::: Excerpt

Some Democratic National Committee (DNC) members and supporters of Sen. Bernie Sanders (I-Vt.) are venting frustration at DNC Chairman Tom Perez over his initial appointments to the committees that will oversee the rules and party platform at the nominating convention in Milwaukee later this year.
Sanders’s allies are incensed by two names in particular: former Rep. Barney Frank (D-Mass.), who will co-chair the rules committee, and Hillary Clinton’s former campaign chairman John Podesta, who will have a seat on that committee.
The Sanders campaign unsuccessfully sought to have Frank removed from the rules committee in 2016, describing him as an “aggressive attack surrogate for the Clinton campaign.”
And Podesta, a longtime Washington political consultant and Clinton confidant, is viewed with contempt by some on the left. One of Podesta’s hacked emails from 2016 showed him asking a Democratic strategist where to “stick the knife in” Sanders, who lost the nomination to Clinton that year after a divisive primary contest.
“There’s a very small number of appointments of allies to Sen. Sanders,” said Yasmine Taeb, a DNC member from Virginia who has not endorsed a candidate in 2020 but attended the 2016 convention as a delegate for Sanders.
“The appointments also include individuals that are outright hostile to Bernie Sanders and his supporters,” she added. “It’s not the message the DNC should be sending to the grassroots right now when we’re all working aggressively to defeat the racist in the White House.”
The Sanders campaign did not respond to a request for comment, but national co-chair Nina Turner blasted the appointments in an interview with progressive online news channel Status Coup, calling it “an embarrassment” and a “slap in the face.”
“If the DNC believes it’s going to get away in 2020 with what it did in 2016, it has another thing coming,” Turner said.
Over the weekend, the DNC’s executive committee voted to appoint 25 people each to the rules, platform and credentialing committees for the nominating convention.
The appointments are only a fraction of those who will end up serving on the committees. Most of the members will be allotted in proportion to the number of delegates the candidates win over the course of the primaries and caucuses.
There will be 187 people on each committee, and the winner’s supporters should make up a majority.
The DNC does not consider past endorsements when determining the committee chairs or initial members.
Rather, DNC officials said they look for policy experts to help shape the platform or for experienced Democratic hands who know their way around party bylaws to assist in the rules and credentialing process.

::::::

Continue the article about the DNC convention committee appointments, picking up after its final sentence. The listing that comes after this point is separate material, unrelated to the article about the DNC committee appointments.

::: Provided material

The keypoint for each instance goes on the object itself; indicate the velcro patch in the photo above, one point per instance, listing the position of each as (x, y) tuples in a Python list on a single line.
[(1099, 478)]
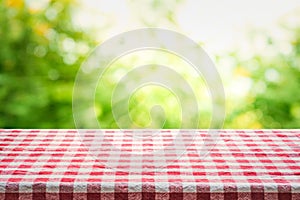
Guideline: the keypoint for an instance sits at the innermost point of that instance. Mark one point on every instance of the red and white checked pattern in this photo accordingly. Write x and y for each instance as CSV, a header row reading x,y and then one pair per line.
x,y
245,164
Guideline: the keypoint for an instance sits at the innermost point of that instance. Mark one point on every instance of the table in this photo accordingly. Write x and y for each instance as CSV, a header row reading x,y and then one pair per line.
x,y
244,164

::::::

### Result of this exercise:
And there are high-profile Sanders supporters appointed to the committees as well, including Larry Cohen, who founded the pro-Sanders outside group Our Revolution.
“Our rules require the DNC chair to make a small fraction of appointments to three standing committees for the convention, and these appointments reflect the rich diversity of our party,” said DNC national press secretary Brandon Gassaway.
“The remaining appointments will be made based on each state’s election results. 2016 presidential preference was not considered for this convention’s appointments. We are grateful for these appointees’ commitment to the party and look forward to an energized convention where we will nominate the next president of the United States,” he added.
Still, there is frustration among some DNC members that the committee chairs and initial nominations rely too heavily on a pool of “at-large” delegates, rather than state-elected members who represent the party’s activist base.
“The DNC is supposed to provide resources and a platform for state parties,” said Michael Kapp, a DNC member from California who has not endorsed in the primary. “But if we are consistently being excluded from the table, how are state parties supposed to feel?”
DNC officials said state party members will make up a far greater share of the committees once delegates are allocated and each candidate’s supporters take their spots alongside the appointed members.
Other critics said the initial list has too many corporate lobbyists, which is out of step with the grassroots base.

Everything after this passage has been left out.